Set problem =
Copy the stretch of material from the line containing "Give me the location of green shrub." through the end of the material, replacing "shrub" with "bush" and keeping everything else the same.

Material supplied =
______

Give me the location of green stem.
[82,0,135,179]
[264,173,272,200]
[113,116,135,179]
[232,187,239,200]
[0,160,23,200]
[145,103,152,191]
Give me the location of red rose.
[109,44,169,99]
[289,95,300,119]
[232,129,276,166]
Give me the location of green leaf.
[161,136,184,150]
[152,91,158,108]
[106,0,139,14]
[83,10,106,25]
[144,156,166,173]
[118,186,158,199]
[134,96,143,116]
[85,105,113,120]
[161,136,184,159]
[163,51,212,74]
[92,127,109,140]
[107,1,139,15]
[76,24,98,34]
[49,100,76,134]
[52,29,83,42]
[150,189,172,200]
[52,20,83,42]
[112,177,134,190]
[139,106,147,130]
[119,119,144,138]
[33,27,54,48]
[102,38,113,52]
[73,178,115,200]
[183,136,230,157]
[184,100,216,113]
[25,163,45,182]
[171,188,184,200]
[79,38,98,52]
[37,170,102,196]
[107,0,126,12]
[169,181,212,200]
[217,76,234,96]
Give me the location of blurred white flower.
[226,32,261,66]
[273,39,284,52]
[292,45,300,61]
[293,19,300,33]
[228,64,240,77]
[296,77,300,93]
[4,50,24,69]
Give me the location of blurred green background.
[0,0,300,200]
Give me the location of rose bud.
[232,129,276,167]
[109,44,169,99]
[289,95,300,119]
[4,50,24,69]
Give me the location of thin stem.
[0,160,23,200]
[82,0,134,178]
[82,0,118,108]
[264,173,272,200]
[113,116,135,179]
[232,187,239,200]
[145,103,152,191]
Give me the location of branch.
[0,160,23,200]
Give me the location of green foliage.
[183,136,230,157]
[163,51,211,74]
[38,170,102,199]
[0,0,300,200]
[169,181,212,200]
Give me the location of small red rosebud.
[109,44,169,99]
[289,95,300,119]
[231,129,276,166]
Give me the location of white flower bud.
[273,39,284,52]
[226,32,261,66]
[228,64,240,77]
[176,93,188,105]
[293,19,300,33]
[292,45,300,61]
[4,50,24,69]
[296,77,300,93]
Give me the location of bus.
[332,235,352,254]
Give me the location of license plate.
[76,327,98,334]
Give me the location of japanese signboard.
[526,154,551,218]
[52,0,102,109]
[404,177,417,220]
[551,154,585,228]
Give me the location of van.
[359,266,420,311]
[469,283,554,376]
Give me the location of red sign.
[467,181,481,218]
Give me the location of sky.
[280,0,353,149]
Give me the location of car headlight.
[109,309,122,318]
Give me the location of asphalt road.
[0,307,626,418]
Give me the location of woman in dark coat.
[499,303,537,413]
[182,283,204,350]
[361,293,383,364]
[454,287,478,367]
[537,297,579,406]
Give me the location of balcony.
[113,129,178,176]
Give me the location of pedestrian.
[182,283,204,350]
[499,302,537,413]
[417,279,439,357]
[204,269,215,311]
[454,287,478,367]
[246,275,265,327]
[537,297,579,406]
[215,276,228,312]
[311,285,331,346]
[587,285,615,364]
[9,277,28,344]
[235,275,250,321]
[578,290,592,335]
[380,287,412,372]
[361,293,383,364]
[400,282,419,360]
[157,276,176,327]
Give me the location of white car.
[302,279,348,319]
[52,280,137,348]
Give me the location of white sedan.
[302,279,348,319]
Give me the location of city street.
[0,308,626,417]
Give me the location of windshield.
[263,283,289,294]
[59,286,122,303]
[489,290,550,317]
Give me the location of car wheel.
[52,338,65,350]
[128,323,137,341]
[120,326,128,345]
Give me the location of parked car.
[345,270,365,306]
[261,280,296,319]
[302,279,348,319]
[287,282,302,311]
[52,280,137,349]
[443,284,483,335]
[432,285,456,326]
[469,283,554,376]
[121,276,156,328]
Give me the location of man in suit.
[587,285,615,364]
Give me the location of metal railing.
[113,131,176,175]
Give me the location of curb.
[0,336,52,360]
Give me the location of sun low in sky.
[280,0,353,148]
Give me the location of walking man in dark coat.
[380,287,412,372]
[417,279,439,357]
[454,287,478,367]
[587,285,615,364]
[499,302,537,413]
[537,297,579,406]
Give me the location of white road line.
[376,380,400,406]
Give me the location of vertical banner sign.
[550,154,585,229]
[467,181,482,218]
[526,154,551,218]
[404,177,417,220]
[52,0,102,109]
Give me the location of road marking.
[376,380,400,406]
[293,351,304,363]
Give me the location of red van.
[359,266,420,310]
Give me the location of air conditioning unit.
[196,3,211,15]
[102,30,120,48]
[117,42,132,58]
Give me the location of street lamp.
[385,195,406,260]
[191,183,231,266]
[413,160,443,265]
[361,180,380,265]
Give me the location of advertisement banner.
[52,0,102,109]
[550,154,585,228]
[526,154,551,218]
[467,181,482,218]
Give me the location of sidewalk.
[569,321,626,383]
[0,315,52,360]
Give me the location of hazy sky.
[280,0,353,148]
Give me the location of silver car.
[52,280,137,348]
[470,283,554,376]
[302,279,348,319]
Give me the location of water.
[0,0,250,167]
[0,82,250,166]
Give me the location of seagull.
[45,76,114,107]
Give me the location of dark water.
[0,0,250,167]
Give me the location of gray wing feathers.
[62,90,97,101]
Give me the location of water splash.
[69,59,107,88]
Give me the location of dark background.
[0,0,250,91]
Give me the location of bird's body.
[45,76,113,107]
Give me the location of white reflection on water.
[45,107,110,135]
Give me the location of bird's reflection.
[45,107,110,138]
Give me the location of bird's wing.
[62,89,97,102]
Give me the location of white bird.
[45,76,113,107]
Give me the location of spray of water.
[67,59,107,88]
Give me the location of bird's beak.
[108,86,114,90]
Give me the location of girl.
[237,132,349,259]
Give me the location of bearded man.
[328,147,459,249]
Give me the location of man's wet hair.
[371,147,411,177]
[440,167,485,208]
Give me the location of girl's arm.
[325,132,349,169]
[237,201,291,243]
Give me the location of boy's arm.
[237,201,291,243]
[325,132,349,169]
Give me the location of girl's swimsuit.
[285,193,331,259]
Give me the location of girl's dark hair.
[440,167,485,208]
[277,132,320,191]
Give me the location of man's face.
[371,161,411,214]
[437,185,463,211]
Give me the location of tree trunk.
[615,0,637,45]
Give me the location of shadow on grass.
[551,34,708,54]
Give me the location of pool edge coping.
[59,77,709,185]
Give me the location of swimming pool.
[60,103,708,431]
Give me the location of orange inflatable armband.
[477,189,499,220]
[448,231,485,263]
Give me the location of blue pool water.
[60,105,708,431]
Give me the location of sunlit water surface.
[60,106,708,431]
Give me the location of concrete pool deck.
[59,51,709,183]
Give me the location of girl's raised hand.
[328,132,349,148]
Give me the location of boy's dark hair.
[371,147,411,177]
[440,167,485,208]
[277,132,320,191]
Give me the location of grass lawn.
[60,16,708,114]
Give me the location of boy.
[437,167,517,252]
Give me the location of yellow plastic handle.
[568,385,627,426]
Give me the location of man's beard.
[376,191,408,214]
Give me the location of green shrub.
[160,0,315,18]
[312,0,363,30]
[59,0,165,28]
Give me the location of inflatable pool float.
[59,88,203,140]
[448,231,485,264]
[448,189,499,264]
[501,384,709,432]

______

Solved problem =
Give me the location of green bush.
[160,0,315,18]
[312,0,363,30]
[59,0,165,28]
Give me the location of inflatable pool float.
[59,88,203,140]
[448,231,485,264]
[448,189,499,264]
[501,384,709,432]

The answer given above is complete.